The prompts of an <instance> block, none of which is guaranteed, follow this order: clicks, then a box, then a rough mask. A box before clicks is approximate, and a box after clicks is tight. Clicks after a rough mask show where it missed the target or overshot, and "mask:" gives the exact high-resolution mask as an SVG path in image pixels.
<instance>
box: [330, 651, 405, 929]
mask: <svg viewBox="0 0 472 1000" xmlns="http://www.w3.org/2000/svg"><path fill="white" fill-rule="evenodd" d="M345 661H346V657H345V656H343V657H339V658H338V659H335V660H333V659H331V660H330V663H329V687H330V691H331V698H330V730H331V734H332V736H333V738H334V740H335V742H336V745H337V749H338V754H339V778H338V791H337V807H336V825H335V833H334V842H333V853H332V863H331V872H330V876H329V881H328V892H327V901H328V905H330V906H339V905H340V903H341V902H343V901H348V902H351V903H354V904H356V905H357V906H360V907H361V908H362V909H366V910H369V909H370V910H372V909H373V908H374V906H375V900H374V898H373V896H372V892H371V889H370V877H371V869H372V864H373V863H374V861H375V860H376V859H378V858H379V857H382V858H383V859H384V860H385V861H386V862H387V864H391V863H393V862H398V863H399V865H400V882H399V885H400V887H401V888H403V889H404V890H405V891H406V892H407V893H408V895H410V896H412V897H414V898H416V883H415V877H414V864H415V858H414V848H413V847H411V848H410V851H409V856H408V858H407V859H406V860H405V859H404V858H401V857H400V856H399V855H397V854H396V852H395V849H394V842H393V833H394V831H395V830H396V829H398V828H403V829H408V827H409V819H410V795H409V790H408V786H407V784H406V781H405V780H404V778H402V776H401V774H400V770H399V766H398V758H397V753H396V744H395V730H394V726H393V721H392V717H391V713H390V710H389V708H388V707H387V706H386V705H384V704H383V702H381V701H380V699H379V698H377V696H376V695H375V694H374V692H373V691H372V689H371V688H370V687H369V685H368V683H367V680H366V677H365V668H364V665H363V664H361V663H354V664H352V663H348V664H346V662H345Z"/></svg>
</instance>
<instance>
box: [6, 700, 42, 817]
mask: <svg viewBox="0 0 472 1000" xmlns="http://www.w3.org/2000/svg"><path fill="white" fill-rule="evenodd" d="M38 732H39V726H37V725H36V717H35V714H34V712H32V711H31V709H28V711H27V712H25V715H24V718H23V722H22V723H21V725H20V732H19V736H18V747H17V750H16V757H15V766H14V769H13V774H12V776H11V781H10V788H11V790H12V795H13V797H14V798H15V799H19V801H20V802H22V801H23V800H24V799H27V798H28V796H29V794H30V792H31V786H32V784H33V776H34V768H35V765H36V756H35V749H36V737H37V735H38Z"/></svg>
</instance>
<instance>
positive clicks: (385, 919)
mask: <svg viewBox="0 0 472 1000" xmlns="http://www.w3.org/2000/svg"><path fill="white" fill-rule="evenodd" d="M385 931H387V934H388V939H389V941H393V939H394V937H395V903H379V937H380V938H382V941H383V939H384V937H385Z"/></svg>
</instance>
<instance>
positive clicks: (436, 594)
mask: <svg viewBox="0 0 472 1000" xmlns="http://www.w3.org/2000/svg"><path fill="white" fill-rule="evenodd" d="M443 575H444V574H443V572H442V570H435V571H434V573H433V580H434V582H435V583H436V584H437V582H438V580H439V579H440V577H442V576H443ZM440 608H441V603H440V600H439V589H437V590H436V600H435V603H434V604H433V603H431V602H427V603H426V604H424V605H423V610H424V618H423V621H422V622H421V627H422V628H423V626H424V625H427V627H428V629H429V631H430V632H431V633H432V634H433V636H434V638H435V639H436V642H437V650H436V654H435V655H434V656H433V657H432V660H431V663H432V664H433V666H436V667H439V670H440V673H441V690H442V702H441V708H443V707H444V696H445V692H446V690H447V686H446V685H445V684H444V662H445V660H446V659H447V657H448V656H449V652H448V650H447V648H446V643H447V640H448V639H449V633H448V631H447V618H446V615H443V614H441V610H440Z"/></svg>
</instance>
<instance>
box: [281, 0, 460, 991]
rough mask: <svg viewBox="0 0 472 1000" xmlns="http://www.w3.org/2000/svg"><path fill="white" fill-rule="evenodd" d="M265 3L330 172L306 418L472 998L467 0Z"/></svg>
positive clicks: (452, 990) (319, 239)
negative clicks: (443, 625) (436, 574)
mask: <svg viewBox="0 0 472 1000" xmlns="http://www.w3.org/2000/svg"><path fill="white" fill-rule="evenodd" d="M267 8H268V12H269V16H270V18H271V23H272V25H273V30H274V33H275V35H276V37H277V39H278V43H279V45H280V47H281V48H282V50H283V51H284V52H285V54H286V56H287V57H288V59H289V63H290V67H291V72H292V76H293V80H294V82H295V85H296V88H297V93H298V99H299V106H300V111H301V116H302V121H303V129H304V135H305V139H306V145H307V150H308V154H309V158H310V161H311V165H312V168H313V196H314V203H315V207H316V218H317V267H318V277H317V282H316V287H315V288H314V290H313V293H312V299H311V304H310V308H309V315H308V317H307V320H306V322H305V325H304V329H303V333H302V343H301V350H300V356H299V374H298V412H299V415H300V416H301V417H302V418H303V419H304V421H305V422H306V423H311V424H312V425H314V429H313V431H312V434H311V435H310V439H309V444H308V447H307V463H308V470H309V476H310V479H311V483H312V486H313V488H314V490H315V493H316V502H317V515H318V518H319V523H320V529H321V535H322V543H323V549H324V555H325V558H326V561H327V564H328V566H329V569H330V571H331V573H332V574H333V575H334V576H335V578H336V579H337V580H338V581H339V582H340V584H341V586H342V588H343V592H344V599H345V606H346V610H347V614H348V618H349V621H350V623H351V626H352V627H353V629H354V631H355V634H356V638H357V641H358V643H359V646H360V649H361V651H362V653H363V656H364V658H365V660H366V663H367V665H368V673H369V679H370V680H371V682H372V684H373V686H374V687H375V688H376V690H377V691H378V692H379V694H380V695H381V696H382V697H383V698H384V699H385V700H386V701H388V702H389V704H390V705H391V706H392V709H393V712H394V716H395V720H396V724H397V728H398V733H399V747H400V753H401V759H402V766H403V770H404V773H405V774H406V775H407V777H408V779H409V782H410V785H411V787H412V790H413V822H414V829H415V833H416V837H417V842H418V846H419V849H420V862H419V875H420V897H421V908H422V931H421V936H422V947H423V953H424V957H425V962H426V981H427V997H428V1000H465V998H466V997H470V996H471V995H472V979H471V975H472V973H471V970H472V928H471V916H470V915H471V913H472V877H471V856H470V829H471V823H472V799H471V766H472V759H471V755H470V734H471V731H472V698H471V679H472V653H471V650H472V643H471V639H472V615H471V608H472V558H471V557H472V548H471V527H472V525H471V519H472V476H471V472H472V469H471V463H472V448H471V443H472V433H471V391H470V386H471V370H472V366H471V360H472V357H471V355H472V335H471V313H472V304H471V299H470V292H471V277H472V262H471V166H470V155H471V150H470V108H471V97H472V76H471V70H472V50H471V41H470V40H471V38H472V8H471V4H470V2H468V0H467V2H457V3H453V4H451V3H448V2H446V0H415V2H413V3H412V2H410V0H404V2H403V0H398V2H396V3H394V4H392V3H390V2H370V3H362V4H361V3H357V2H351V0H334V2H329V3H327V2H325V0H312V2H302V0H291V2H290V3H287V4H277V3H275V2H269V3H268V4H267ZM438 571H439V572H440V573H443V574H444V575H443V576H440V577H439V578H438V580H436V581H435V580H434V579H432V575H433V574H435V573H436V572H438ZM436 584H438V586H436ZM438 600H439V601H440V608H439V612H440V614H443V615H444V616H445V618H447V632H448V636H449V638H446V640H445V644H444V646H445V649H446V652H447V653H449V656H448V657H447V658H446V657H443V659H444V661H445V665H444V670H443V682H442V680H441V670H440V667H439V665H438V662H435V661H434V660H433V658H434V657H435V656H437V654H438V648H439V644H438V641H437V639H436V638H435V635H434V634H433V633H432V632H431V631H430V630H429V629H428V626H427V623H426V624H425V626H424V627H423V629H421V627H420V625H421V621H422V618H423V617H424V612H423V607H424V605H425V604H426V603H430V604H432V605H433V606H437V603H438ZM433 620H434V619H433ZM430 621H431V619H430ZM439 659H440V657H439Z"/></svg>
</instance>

» TASK DIRECTIONS
Update the listing from its start through the line containing "box: [6, 700, 42, 817]" by replacing "approximate" with "loose", leaving everything else unchanged.

» ANSWER SPACE
The prompts of an <instance> block, none of which is guaranteed, follow this order: clicks, then a box, then a rough mask. A box before clicks is loose, and a box after clicks is tight. Clicks after a rough mask show where it missed the target or overshot, and "mask:" gives the exact high-resolution mask as an SVG path in image pixels.
<instance>
box: [330, 651, 405, 929]
mask: <svg viewBox="0 0 472 1000" xmlns="http://www.w3.org/2000/svg"><path fill="white" fill-rule="evenodd" d="M345 661H346V657H345V656H343V657H339V658H338V659H335V660H333V659H331V660H330V663H329V687H330V691H331V698H330V730H331V734H332V736H333V738H334V740H335V742H336V745H337V749H338V754H339V778H338V791H337V807H336V825H335V833H334V842H333V853H332V863H331V872H330V876H329V881H328V892H327V901H328V905H330V906H339V905H340V903H341V902H343V901H348V902H351V903H354V904H356V905H357V906H360V907H361V908H362V909H366V910H369V909H370V910H372V909H373V908H374V906H375V900H374V898H373V896H372V892H371V889H370V877H371V869H372V864H373V863H374V861H375V860H376V859H378V858H379V857H382V858H383V859H384V860H385V861H386V862H387V864H391V863H393V862H398V863H399V865H400V882H399V885H400V887H401V888H403V889H404V890H405V891H406V892H407V893H408V895H410V896H412V897H414V898H416V883H415V877H414V864H415V858H414V848H413V847H411V848H410V851H409V856H408V858H407V859H406V860H405V859H404V858H401V857H400V856H399V855H397V854H396V852H395V849H394V842H393V833H394V831H395V830H396V829H398V828H403V829H408V827H409V819H410V795H409V790H408V786H407V784H406V781H405V780H404V778H402V776H401V774H400V770H399V766H398V758H397V753H396V744H395V730H394V726H393V721H392V717H391V713H390V710H389V708H388V707H387V706H386V705H384V704H383V702H381V701H380V699H379V698H377V696H376V695H375V694H374V692H373V691H372V689H371V688H370V687H369V685H368V683H367V680H366V677H365V668H364V665H363V664H361V663H354V664H352V663H348V664H346V662H345Z"/></svg>
</instance>
<instance>
box: [6, 700, 42, 817]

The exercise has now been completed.